**Text block**
/---

Changing stroke rehab and research worldwide now.Time is Brain! trillions and trillions of neurons that DIE each day because there are NO effective hyperacute therapies besides tPA(only 12% effective). I have 523 posts on hyperacute therapy, enough for researchers to spend decades proving them out. These are my personal ideas and blog on stroke rehabilitation and stroke research. Do not attempt any of these without checking with your medical provider. Unless you join me in agitating, when you need these therapies they won't be there.

What this blog is for:

My blog is not to help survivors recover, it is to have the 10 million yearly stroke survivors light fires underneath their doctors, stroke hospitals and stroke researchers to get stroke solved. 100% recovery. The stroke medical world is completely failing at that goal, they don't even have it as a goal. Shortly after getting out of the hospital and getting NO information on the process or protocols of stroke rehabilitation and recovery I started searching on the internet and found that no other survivor received useful information. This is an attempt to cover all stroke rehabilitation information that should be readily available to survivors so they can talk with informed knowledge to their medical staff. It lays out what needs to be done to get stroke survivors closer to 100% recovery. It's quite disgusting that this information is not available from every stroke association and doctors group.

\---

Continue the stroke recovery blog text from its last sentence, keeping the same voice and point of view.

**Extracted data**
/---

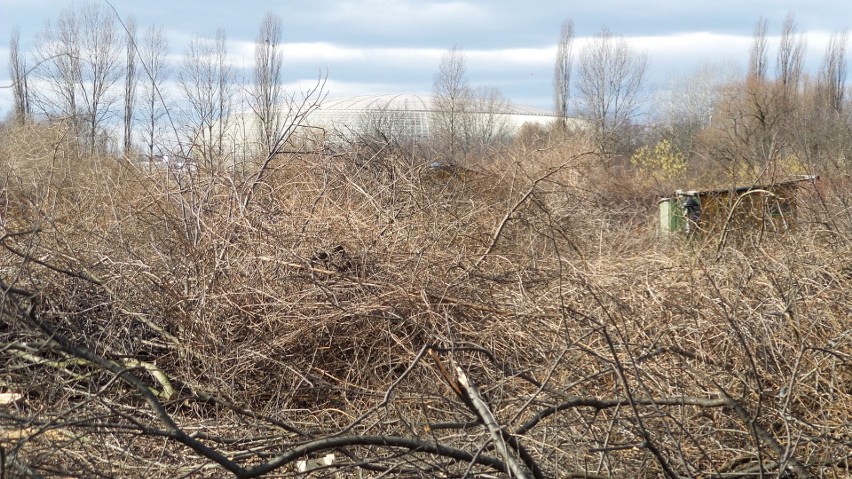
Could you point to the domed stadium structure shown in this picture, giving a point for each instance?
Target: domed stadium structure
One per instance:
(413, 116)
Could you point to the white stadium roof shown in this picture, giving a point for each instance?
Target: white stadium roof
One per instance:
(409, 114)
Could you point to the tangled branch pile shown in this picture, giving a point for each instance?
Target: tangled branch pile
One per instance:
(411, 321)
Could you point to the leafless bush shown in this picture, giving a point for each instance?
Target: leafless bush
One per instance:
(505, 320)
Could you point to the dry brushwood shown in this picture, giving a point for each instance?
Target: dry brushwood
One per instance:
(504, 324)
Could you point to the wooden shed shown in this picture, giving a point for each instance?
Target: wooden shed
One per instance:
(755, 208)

\---
/---

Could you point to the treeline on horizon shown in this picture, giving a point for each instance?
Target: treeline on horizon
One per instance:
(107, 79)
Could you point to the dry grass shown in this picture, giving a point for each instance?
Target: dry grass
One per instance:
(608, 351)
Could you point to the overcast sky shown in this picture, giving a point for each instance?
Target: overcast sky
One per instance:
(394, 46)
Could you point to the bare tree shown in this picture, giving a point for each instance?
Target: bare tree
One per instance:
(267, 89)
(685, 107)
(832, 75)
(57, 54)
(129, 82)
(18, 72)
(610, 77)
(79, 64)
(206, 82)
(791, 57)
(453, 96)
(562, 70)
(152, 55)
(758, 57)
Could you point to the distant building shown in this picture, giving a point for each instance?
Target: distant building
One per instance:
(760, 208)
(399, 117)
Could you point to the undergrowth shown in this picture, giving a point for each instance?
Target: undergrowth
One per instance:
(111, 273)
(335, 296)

\---

**Result**
Monday, July 11, 2016

Researchers identify shingles as persistent risk factor for stroke

I had to wait until age 60 before insurance would cover the shingles vaccine. A great stroke association president would be contacting all the insurance companies so the vaccine would be covered as soon as it is possible to be taken and be useful.
OR, don't get shingles before age 60.
http://www.news-medical.net/news/20160704/Researchers-identify-shingles-as-persistent-risk-factor-for-stroke.aspx
The study by researchers from the Department of Neurology at the University of Ulsan College of Medicine in Seoul showed that herpes zoster infection not only raised the risk of ischaemic and haemorrhagic stroke but also that of a transient ischaemic attack (TIA), a warning mini-stroke often preceding a full-blown stroke. The results are published in the June edition of Clinical Microbiology and Infection.
Lead researcher Sun U. Kwon and colleagues assessed the prevalence of stroke/TIA in people who experienced shingles, which is triggered by a reactivation of the varicella zoster virus that causes chickenpox in children, and those who did not. People who were diagnosed with shingles were almost twice as likely for several years to have a TIA or full-blown stroke, the study showed. The risk after infection was highest in the youngest people studied; 18-to-30-year olds were more than twice as likely to have a TIA or stroke, and the risk continuously decreased over time.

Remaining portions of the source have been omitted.